> _EXERCISE DETAILS_
Change "Target" to "Item" in the lines starting with the line that contains "Where can you see the metal grille" and going on through the line that contains "column 70, row 202", leaving everything else unchanged. Give only those lines.
== EXERCISE INPUTS
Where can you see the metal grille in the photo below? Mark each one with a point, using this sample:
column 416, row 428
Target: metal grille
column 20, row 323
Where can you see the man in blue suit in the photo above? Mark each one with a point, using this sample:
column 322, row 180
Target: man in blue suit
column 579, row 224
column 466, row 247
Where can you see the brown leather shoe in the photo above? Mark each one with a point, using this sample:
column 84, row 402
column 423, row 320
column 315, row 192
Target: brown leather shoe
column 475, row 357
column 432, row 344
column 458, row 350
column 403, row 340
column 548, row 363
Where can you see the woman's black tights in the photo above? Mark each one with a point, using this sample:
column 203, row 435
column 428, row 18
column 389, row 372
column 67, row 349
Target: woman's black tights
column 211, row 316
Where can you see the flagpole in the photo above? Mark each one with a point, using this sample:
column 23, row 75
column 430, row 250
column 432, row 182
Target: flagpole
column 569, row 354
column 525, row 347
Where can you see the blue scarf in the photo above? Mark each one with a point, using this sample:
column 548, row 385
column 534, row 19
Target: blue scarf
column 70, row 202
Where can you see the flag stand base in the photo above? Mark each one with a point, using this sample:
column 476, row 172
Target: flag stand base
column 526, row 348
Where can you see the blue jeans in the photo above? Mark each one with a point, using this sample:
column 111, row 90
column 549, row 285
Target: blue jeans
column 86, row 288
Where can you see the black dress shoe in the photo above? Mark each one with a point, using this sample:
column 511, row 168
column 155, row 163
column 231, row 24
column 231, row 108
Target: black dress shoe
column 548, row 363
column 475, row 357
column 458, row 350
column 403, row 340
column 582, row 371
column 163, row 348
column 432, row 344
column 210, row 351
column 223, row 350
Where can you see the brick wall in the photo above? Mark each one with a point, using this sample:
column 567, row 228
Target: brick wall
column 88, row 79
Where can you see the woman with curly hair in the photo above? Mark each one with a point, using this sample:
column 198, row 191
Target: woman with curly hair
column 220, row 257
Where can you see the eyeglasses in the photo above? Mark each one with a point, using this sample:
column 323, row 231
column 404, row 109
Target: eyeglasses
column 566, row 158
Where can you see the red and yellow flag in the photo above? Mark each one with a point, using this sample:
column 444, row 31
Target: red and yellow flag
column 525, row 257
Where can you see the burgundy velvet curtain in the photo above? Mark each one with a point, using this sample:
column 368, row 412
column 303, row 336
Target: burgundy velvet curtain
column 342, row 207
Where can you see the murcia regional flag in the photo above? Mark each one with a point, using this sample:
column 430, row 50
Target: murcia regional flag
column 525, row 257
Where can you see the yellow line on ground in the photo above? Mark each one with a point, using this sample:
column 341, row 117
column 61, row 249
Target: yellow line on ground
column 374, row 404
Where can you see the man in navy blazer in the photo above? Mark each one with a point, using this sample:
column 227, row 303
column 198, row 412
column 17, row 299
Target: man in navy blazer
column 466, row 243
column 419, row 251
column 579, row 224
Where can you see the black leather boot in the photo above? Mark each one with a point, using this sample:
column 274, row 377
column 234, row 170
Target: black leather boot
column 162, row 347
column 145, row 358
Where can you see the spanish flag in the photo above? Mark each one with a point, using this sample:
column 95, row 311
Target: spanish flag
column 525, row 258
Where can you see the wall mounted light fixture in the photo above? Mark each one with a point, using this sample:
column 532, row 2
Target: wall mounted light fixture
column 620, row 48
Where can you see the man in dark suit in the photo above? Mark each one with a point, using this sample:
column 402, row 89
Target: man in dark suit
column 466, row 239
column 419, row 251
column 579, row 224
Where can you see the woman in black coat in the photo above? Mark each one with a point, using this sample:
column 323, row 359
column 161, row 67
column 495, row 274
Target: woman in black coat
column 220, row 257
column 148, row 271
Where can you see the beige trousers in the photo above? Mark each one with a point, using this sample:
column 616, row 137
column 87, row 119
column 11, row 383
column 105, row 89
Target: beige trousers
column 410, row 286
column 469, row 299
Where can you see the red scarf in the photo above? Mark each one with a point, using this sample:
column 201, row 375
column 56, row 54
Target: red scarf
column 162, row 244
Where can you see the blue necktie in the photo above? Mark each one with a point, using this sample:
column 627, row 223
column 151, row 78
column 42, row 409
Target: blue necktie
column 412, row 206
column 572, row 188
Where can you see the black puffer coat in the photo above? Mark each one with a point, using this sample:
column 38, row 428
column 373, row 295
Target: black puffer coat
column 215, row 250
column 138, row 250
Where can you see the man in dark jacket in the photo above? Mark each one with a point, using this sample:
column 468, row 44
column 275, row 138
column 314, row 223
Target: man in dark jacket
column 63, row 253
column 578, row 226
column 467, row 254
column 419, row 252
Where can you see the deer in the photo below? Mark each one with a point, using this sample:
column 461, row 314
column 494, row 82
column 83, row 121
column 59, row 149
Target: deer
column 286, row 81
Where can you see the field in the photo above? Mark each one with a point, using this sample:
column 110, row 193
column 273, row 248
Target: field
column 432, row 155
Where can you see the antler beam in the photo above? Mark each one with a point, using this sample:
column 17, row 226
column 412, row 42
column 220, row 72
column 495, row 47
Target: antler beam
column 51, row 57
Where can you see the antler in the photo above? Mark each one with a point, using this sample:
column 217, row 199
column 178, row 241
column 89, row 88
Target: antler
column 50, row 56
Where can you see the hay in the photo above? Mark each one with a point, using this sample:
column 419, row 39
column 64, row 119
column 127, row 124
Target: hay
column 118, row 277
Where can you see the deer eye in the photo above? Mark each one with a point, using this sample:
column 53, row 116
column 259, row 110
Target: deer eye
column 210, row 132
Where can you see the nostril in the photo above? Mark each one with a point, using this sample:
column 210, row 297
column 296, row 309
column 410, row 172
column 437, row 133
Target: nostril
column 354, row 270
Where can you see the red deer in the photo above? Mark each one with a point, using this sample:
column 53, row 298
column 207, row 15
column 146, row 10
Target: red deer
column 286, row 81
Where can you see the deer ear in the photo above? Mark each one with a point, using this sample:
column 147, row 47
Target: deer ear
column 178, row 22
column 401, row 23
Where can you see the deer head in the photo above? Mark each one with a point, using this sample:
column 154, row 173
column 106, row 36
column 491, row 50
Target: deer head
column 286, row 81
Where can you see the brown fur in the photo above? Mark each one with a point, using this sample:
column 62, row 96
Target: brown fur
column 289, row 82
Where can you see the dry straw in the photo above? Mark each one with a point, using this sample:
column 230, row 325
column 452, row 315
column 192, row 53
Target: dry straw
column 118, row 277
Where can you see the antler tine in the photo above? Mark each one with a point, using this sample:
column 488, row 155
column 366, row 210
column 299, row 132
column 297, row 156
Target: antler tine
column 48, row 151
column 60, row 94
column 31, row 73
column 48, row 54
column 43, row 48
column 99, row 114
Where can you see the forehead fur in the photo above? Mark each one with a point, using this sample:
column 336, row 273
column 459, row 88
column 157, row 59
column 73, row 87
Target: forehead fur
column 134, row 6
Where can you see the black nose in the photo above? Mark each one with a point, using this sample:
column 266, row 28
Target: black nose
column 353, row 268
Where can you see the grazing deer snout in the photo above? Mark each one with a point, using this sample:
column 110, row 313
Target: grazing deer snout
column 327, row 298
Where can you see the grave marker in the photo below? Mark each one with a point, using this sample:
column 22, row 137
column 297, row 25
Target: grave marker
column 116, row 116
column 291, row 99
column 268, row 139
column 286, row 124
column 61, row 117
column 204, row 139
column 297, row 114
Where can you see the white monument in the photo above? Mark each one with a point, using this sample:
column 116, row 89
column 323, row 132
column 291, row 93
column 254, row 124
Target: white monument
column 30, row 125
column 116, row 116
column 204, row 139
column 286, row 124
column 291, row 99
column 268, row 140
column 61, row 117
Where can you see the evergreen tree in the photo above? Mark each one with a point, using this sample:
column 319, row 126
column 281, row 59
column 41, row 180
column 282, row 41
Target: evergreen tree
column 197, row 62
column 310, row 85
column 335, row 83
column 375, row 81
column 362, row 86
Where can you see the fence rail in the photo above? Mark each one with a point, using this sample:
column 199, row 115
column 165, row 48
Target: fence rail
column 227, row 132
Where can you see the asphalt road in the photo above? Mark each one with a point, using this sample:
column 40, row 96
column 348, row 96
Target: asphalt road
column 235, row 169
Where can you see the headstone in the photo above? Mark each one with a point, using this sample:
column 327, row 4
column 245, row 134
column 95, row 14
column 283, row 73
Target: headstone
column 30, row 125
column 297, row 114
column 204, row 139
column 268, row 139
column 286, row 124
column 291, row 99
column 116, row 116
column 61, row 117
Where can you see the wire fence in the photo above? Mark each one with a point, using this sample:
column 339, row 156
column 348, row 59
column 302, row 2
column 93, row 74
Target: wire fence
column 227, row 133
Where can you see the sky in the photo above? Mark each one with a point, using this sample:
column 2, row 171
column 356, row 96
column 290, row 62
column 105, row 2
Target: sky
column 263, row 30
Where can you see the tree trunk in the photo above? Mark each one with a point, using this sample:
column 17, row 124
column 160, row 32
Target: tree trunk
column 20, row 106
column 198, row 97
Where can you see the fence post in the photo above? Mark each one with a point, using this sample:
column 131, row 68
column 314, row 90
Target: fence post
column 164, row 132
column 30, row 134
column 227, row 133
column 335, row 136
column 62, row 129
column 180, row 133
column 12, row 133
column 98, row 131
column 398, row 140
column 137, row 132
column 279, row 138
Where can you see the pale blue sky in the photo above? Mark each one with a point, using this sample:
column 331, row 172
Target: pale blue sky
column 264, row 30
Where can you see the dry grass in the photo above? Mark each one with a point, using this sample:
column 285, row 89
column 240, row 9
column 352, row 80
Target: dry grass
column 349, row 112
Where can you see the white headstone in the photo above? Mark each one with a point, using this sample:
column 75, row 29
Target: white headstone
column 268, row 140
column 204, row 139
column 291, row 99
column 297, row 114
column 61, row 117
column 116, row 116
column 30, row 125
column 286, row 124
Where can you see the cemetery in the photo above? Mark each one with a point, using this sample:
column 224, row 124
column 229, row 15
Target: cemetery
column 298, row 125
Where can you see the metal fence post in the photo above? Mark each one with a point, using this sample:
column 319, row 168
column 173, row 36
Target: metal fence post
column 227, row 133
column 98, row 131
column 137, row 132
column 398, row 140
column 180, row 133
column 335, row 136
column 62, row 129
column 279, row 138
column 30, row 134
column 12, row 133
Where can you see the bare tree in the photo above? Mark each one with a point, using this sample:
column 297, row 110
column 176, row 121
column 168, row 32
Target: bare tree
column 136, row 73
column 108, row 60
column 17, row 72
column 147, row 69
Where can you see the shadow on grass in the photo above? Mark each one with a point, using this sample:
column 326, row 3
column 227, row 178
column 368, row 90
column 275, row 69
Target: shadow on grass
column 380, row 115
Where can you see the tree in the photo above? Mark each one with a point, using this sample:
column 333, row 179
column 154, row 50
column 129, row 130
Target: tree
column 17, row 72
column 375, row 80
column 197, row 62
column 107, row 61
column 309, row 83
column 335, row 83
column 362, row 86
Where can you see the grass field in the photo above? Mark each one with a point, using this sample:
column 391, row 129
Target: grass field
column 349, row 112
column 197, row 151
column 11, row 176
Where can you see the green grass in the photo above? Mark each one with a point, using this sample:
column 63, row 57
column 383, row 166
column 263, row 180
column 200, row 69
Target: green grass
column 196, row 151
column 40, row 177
====
== EXERCISE INPUTS
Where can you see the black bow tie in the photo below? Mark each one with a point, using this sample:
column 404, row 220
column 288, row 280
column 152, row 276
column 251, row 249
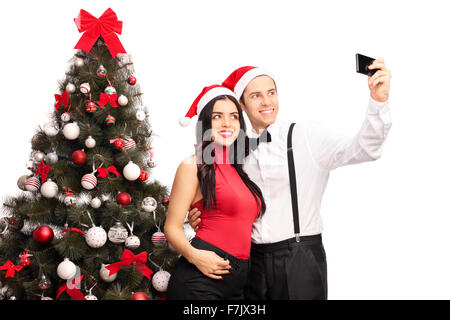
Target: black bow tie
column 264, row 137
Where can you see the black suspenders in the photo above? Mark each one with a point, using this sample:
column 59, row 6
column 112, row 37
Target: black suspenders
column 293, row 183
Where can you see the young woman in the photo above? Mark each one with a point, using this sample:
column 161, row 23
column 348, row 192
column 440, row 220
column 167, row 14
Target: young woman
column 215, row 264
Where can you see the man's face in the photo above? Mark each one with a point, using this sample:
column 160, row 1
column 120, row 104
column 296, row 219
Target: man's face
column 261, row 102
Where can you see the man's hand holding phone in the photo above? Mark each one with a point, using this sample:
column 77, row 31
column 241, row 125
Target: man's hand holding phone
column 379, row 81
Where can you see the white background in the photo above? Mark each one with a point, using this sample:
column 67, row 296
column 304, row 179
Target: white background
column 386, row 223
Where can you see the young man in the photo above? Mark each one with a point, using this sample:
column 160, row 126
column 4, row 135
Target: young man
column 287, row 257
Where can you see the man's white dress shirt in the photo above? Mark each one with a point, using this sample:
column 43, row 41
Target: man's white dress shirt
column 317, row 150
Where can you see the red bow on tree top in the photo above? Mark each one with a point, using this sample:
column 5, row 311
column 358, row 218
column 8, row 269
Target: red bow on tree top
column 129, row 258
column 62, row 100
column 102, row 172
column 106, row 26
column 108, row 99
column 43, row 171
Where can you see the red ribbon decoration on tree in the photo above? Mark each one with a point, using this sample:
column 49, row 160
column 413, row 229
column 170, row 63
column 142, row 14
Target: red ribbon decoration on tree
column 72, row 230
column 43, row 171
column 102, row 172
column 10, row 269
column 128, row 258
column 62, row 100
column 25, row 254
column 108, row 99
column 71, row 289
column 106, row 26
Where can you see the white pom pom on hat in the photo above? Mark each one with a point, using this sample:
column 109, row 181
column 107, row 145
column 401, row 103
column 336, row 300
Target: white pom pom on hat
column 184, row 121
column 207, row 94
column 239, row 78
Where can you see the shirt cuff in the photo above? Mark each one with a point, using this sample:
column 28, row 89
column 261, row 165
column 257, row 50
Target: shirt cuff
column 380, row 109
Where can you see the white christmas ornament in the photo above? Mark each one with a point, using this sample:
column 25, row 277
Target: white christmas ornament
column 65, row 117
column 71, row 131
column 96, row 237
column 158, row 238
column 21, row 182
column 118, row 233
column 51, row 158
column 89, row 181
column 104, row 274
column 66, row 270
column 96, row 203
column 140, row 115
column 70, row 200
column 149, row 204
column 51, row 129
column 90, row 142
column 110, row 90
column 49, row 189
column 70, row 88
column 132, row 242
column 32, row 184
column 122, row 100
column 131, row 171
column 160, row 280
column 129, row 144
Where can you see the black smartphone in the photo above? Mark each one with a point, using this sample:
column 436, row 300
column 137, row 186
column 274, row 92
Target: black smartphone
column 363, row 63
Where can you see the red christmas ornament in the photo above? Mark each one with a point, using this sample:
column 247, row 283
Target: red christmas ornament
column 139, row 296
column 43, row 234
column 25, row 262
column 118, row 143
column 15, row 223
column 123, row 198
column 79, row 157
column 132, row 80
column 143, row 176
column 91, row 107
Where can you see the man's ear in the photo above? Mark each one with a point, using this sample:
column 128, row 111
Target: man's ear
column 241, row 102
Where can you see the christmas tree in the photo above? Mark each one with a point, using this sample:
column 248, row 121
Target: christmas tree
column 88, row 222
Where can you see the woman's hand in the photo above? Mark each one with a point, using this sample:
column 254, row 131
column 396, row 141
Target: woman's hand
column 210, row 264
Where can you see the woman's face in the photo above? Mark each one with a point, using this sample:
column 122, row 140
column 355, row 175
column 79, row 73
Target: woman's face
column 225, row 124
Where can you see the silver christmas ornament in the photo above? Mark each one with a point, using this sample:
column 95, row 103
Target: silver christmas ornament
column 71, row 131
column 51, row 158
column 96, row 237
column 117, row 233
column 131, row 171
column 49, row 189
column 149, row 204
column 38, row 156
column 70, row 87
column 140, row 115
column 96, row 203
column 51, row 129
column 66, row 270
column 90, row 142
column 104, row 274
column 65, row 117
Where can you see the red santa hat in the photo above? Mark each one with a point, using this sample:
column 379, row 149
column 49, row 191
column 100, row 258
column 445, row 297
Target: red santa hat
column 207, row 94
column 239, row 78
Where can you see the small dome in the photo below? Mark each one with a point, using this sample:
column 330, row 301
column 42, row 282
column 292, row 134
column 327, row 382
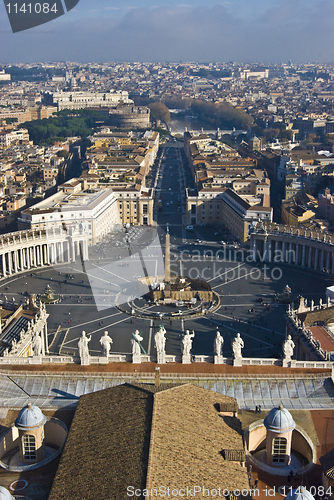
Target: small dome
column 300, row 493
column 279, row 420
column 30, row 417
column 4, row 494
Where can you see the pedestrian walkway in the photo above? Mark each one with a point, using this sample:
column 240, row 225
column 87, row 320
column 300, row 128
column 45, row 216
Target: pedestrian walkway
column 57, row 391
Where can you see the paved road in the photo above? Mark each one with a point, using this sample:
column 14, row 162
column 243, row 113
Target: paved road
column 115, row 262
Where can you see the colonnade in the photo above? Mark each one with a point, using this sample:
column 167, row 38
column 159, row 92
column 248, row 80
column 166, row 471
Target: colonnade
====
== EXERCISE INPUTS
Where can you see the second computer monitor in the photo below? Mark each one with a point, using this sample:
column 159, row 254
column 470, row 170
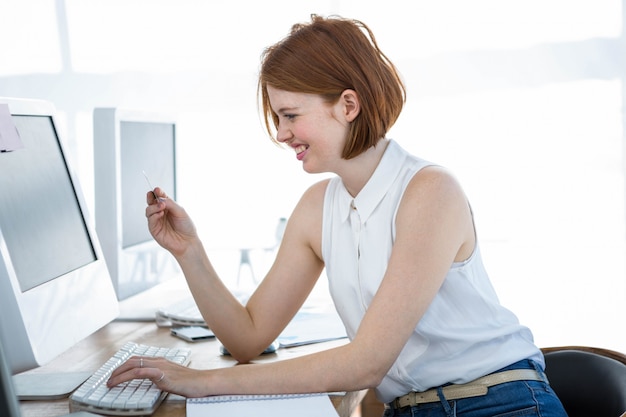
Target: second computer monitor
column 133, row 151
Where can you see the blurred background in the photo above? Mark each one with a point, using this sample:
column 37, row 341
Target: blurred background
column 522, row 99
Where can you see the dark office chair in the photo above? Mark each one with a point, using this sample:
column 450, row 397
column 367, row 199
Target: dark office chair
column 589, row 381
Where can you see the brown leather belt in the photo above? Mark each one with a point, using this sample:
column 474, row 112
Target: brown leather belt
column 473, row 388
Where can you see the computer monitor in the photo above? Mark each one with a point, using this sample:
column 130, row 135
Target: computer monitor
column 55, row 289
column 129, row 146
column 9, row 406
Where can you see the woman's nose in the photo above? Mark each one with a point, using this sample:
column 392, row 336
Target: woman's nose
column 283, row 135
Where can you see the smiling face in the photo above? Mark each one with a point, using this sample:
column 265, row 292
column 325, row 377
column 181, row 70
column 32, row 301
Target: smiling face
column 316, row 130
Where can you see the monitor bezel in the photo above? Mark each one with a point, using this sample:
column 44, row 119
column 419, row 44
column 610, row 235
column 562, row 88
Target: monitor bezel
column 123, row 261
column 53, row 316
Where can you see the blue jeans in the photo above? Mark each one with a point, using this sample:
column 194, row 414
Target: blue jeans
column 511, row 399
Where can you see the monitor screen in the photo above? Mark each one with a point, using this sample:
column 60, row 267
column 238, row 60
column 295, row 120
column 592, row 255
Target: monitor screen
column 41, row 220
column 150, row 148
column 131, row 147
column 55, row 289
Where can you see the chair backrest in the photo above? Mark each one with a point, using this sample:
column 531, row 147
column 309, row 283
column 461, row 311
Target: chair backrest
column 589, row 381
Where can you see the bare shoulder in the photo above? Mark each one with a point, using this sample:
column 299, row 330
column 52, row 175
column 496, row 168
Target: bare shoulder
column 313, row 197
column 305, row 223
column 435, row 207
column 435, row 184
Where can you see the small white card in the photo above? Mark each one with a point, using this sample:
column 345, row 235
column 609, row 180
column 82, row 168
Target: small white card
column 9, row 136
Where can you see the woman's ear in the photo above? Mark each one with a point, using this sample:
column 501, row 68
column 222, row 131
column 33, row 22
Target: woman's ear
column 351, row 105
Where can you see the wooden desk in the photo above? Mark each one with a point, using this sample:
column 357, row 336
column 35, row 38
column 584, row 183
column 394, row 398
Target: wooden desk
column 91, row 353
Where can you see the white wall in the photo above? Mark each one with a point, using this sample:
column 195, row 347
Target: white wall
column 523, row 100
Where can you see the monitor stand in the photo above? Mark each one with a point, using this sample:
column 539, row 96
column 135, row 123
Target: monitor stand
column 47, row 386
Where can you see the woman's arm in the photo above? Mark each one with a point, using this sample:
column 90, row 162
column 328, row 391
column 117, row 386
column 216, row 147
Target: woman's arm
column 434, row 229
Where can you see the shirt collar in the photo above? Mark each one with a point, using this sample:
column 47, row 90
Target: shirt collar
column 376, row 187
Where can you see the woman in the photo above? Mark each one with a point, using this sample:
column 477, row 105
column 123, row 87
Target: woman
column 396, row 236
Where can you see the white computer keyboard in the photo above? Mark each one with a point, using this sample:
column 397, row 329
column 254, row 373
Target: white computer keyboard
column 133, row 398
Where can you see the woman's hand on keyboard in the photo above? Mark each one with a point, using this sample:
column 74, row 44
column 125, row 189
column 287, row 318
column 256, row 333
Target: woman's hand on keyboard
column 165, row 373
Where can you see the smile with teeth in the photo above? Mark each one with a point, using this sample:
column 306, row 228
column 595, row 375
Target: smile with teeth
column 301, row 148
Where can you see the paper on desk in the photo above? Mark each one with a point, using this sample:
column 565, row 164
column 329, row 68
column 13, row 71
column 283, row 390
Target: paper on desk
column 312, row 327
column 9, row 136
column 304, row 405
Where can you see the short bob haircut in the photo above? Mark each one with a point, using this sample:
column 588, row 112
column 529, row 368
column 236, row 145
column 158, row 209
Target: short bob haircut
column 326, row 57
====
> _FINISHED EXERCISE_
Where can you see the metal grille in the photo below? Mark each one with a point, using this sample:
column 416, row 428
Item: metal grille
column 20, row 323
Where can you see the man in blue suit in the photo above? Mark each one with a point, using this sample:
column 322, row 180
Item: man in blue suit
column 579, row 224
column 466, row 247
Where can you see the brown leather shoe in the photo above? Mark each one with a point, using this sample:
column 84, row 402
column 423, row 320
column 315, row 192
Item: brown leather shoe
column 475, row 357
column 432, row 344
column 458, row 350
column 403, row 340
column 548, row 363
Where can you see the woman's black tights in the photo above? Mark each one with a point, using this sample:
column 203, row 435
column 428, row 18
column 389, row 372
column 67, row 349
Item: woman's black tights
column 211, row 316
Where can you see the flagpole in the photo above? Mark each one with a point, using this sample:
column 23, row 75
column 430, row 250
column 432, row 182
Item: flagpole
column 569, row 354
column 525, row 347
Where can you see the blue scarf in the photo above? Mark each one with a point, using this sample:
column 548, row 385
column 534, row 19
Item: blue scarf
column 70, row 202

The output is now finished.